— START OF Text passage —

Keras model converge better than pytorch one, maybe batchnorm abnormal

I migrated a script from keras to pytorch . but i found pytorch one can’t converge as the original one. pytorch script got the best mse = 0.1250, but the keras script can get the best mse = 0.1066
btw, i remove batchnormal from both script( with_bn = True), then they got almost the same best mse score 0.14xx. So I guess there are something wrong with BatchNorm1d module in pytorch.
Can you help me?

Pytorch script

import numpy as np
import gc
import pandas as pd
from pandas import Series,DataFrame
import os,glob

import torch
from torch.utils.data.dataset import TensorDataset
from torch  import optim,nn

from torch.utils.data import DataLoader
from torch.utils.data.dataset import random_split

import functools

device = 'cuda' if torch.cuda.is_available() else 'cpu'


with_bn = True

# hyper parameter
lr = 1.e-3
n_epochs = 500
bs = 32
valid_pct = 0.15
lam = 2.e-3


def load_data_t(filename:str, x_cols:list, y_col:str = None,shuffle=True):
    d = pd.read_csv(filename,sep='\t')
    x = get_data_t(d, x_cols,shuffle) 
    if y_col is not None: 
        return x, get_data_t(d,y_col)
    else :
        return x

def get_data_t(df,cols,shuffle=True):
    x = df[cols] 
    x = np.array(x.values)
    if shuffle :
        np.random.seed(202)
        np.random.shuffle(x) 
    x = torch.from_numpy(x)
    return x.float()


def l1_penalty(model, l1_lambda=lam) -> torch.Tensor:
    """Returns the L1 penalty of the params."""
    ss = [ p.abs().sum() for n, p in model.named_parameters() ]
    l1_norm = torch.stack(ss).sum()

— END OF Text passage —
— START OF Given data —

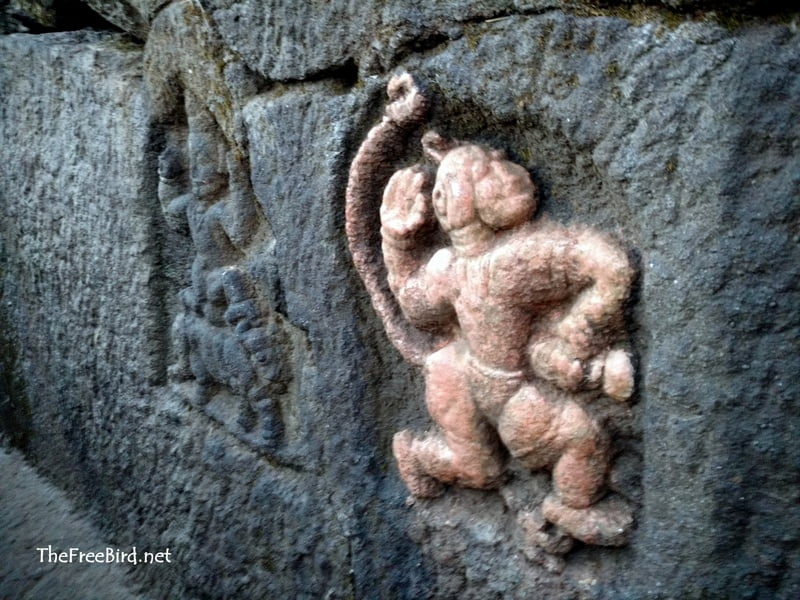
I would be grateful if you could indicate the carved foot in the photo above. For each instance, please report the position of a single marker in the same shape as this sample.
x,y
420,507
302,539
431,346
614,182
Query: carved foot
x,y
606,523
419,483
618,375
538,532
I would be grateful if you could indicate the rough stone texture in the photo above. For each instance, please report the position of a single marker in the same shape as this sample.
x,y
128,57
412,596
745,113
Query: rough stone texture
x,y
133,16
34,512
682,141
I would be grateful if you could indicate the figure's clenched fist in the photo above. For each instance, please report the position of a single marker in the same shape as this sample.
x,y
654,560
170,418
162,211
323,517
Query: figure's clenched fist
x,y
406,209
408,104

— END OF Given data —
— START OF Given data —

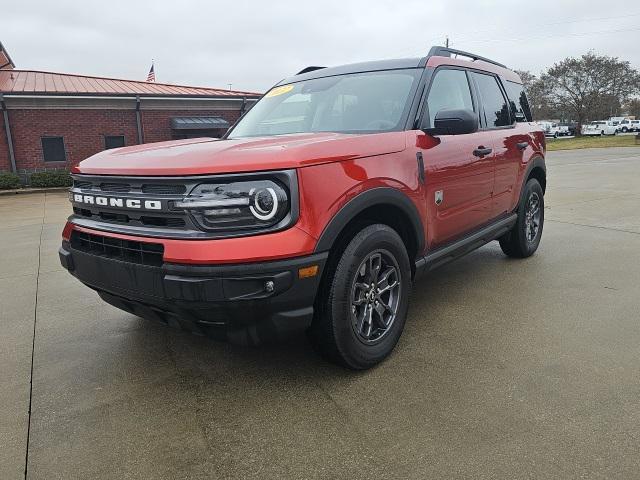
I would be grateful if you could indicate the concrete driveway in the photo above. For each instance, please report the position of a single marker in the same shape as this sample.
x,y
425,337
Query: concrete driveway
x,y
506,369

— END OF Given data —

- Your goal: In the forum thread on Keras and PyTorch convergence, reproduce verbatim the passage from "return x.float()" to "l1_norm = torch.stack(ss).sum()".

- Written answer:
return x.float()


def l1_penalty(model, l1_lambda=lam) -> torch.Tensor:
    """Returns the L1 penalty of the params."""
    ss = [ p.abs().sum() for n, p in model.named_parameters() ]
    l1_norm = torch.stack(ss).sum()